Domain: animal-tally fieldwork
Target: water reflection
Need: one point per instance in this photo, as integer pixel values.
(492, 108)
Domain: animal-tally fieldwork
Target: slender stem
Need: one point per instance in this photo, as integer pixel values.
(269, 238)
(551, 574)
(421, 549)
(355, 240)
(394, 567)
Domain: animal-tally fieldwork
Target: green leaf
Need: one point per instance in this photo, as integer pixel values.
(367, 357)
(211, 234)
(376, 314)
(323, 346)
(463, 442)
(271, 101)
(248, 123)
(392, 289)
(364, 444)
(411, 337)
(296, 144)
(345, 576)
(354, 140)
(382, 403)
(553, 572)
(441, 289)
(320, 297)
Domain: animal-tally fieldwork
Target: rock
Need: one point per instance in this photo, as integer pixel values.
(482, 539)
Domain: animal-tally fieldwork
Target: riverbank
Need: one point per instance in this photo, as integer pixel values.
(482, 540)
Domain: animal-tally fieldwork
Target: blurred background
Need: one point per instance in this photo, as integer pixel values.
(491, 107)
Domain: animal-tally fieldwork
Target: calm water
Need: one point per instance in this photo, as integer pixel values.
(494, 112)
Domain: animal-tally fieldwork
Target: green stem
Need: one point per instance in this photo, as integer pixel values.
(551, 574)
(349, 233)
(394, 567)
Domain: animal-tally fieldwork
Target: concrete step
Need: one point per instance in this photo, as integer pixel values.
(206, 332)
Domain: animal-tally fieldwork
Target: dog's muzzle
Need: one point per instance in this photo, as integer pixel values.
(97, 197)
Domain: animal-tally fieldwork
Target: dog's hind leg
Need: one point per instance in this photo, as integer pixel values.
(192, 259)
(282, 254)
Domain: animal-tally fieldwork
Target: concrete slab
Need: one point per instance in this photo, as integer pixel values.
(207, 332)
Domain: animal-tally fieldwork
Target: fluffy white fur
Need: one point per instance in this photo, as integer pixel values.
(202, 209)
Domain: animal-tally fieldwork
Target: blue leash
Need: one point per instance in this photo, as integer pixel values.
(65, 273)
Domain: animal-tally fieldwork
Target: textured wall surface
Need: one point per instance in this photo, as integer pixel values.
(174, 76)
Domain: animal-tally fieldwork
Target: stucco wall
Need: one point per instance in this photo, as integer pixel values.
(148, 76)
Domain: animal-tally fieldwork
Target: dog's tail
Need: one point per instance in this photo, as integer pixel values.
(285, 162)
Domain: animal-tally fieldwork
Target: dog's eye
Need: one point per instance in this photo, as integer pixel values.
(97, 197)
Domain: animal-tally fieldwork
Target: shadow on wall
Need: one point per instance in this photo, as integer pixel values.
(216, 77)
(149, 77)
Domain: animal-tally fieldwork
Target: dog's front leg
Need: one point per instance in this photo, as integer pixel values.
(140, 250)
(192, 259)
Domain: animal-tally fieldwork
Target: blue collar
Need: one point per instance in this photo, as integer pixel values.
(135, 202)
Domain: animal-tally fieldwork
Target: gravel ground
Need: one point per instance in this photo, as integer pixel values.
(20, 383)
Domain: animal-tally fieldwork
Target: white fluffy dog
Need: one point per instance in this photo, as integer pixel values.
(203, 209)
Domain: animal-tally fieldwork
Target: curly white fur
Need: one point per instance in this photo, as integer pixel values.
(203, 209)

********

| Your instructions |
The output consists solely of the lines from the line that contains "Target: white fluffy dog" through the final line of the data.

| Exercise answer |
Target: white fluffy dog
Need: one point per instance in this photo, as integer pixel values.
(203, 209)
Domain: animal-tally fieldwork
Target: curly white fur
Need: one point per instance in this photo, as integer pixel values.
(203, 209)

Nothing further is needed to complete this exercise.